Wednesday, December 12, 2007

Sarkozy steps into Iran "war" debate

Le Nouvel Observatuer snagged an exclusive interview with Nicolas Sarkozy during Moamer Kadhafi's rather controversial visit. Two interesting bits came out foreign policy-wise, the first on the situation with regard to Iran:

...The problem for us is not so much the risk that the Americans will launch themselves into a military intervention but that the Israelis consider their security truly threatened. The danger of a war exists. If Iran allows the IAEA to do its checks, I will be ready to come to Tehran and examine a civil nuclear cooperation. I have the confidence of the Israelis and the Americans on this question. The Americans are not, here, the warmongerers.
Sarkozy certainly hit the nail on the head; the US NIE, despite the fact that it has nothing to do with the Iranian ability to enrich uranium (the hardest part of the bomb-making process), has taken the life out of a concerted UN sanctions effort that actually means anything. Politically, it makes it look like the US has left Sarkozy hanging after he stepped out to voice his support for more sanctions. Militarily, this increases the danger that Israel will feel that once again it's on its own, and might launch a desperate unilateral attack. That being said, Sarkozy's ability to interject French business interests into a fragile geopolitical problem leave me rather speechless.

• WORK TO COMPLETE:
1. Answer these questions from the post on Sarkozy and Iran:
(a) Which publication got the exclusive interview with Nicolas Sarkozy?
(b) What does Sarkozy say he will be ready to do if Iran allows the IAEA to do its checks?
(c) What does the writer call the hardest part of the bomb-making process?
2. For each statement, say yes or no according to the post on Sarkozy and Iran, and quote the words that decide it.
(a) Sarkozy calls the Americans the warmongerers in this matter.
(b) The interview took place during Moamer Kadhafi's visit.
(c) The writer says the US NIE deals with Iran's ability to enrich uranium.
3. Extend the post on Sarkozy and Iran, picking up after its last sentence.

• DATA:

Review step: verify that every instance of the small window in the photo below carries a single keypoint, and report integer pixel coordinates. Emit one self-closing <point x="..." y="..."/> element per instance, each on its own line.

• YOUR RESPONSES:
1.
(a) Le Nouvel Observatuer.
(b) Come to Tehran and examine a civil nuclear cooperation.
(c) Enriching uranium.

2.
(a) No: "The Americans are not, here, the warmongerers."
(b) Yes: "during Moamer Kadhafi's rather controversial visit"
(c) No: "despite the fact that it has nothing to do with the Iranian ability to enrich uranium"

3.
Second thing foreign policy related, Sarkozy clarified his policy vis-a-vis the US, distancing himself from Bush more directly than usual:
I wanted to reconcile France and the United States, not with the Bush administration. When I delivered my speech in Congress, I was applauded more by the Democrates than the Republicans. By renewing these relations, I obtained two things. Firstly that the American objections to European defense are lifted. The influence of France in Europe is much more great in this way now than when we opposed the United States. Secondly, I obtained advances on the environment and the Kyoto Protocol. If a man like Al Gore comes regularly to France to support me and if the question of the environment has become central in America today, that is also because I made things happen.
I can't tell if he is trying to convince the French that he has achieved something of if he is trying to convince himself.


Alex said...

And what do you think of Obadiah Shoher's arguments against the peace process ( )?

Boz said...

Never heard of the man, but his arguments are some of the nuttiest I've seen.